- _DOCUMENT SECTION_
----------------

JUSTICE Dalveer Bhandari, & JUSTICE Dipak Misra of Supreme court of India in the case of A.Shanmugam vs Ariya, Decided on 27 April 2012, has held as follows:- Experience reveals that a large number of cases are filed on false claims or evasive pleas are introduced by the defendant to cause delay in the administration of justice and this can be sufficiently taken care of if the Courts adopt realistic approach granting restitution. ................. Unless wrongdoers are denied profit or undue benefit from frivolous litigations, it would be difficult to control frivolous and uncalled for litigations. Experience also reveals that our Courts have been very reluctant to grant the actual or realistic costs. We would like to explain this by giving this illustration. When a litigant is compelled to spend Rs.1 lac on a frivolous litigation there is hardly any justification in awarding Rs. 1,000/- as costs unless there are special circumstances of that case. We need to decide cases while keeping pragmatic realities in view. We have to ensure that unscrupulous litigant is not permitted to derive any benefit by abusing the judicial process. ......................

----------------

[Location labeling records]
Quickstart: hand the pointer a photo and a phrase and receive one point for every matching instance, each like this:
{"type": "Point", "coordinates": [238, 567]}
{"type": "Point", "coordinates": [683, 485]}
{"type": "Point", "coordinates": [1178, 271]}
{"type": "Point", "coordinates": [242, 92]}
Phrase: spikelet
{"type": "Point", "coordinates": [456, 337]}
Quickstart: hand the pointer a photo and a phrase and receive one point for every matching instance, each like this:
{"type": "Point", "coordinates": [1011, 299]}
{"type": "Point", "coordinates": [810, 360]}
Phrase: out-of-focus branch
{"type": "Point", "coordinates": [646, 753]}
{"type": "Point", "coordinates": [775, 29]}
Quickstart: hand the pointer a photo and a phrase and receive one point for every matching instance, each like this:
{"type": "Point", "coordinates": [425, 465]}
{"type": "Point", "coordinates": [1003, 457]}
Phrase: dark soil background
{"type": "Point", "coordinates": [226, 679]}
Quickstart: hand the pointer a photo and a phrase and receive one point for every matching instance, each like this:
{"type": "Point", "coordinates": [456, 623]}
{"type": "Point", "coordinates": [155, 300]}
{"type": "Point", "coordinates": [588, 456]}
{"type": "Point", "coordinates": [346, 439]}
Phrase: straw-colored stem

----------------

- _WRITTEN TASKS_
1/ Convert the whole location labeling listing into a Markdown table with the columns Row and Line, giving each non-blank line its own numbered row.
2/ Carry on the court excerpt on frivolous litigation past its last sentence.
The court excerpt on frivolous litigation and the location labeling listing come from different sources.

- _RESPONSES_
1/
| Row | Line |
|---|---|
| 1 | Quickstart: hand the pointer a photo and a phrase and receive one point for every matching instance, each like this: |
| 2 | {"type": "Point", "coordinates": [238, 567]} |
| 3 | {"type": "Point", "coordinates": [683, 485]} |
| 4 | {"type": "Point", "coordinates": [1178, 271]} |
| 5 | {"type": "Point", "coordinates": [242, 92]} |
| 6 | Phrase: spikelet |
| 7 | {"type": "Point", "coordinates": [456, 337]} |
| 8 | Quickstart: hand the pointer a photo and a phrase and receive one point for every matching instance, each like this: |
| 9 | {"type": "Point", "coordinates": [1011, 299]} |
| 10 | {"type": "Point", "coordinates": [810, 360]} |
| 11 | Phrase: out-of-focus branch |
| 12 | {"type": "Point", "coordinates": [646, 753]} |
| 13 | {"type": "Point", "coordinates": [775, 29]} |
| 14 | Quickstart: hand the pointer a photo and a phrase and receive one point for every matching instance, each like this: |
| 15 | {"type": "Point", "coordinates": [425, 465]} |
| 16 | {"type": "Point", "coordinates": [1003, 457]} |
| 17 | Phrase: dark soil background |
| 18 | {"type": "Point", "coordinates": [226, 679]} |
| 19 | Quickstart: hand the pointer a photo and a phrase and receive one point for every matching instance, each like this: |
| 20 | {"type": "Point", "coordinates": [456, 623]} |
| 21 | {"type": "Point", "coordinates": [155, 300]} |
| 22 | {"type": "Point", "coordinates": [588, 456]} |
| 23 | {"type": "Point", "coordinates": [346, 439]} |
| 24 | Phrase: straw-colored stem |

2/
This Court in the case of Ramrameshwari Devi v. Nirmala Devi (2011) 8 SCC 249 in paragraph 52 (C, D and G) of the judgment dealt with the aspect of imposition of actual or realistic costs which are equally relevant for this case reads as under:- “C. Imposition of actual, realistic or proper costs and or ordering prosecution would go a long way in controlling the tendency of introducing false pleadings and forged and fabricated documents by the litigants. Imposition of heavy costs would also control unnecessary adjournments by the parties. In appropriate cases the courts may consider ordering prosecution otherwise it may not be possible to maintain purity and sanctity of judicial proceedings. D. The Court must adopt realistic and pragmatic approach in granting mesne profits. The Court must carefully keep in view the ground realities while granting mesne profits. G. The principle of restitution be fully applied in a pragmatic manner in order to do real and substantial justice.”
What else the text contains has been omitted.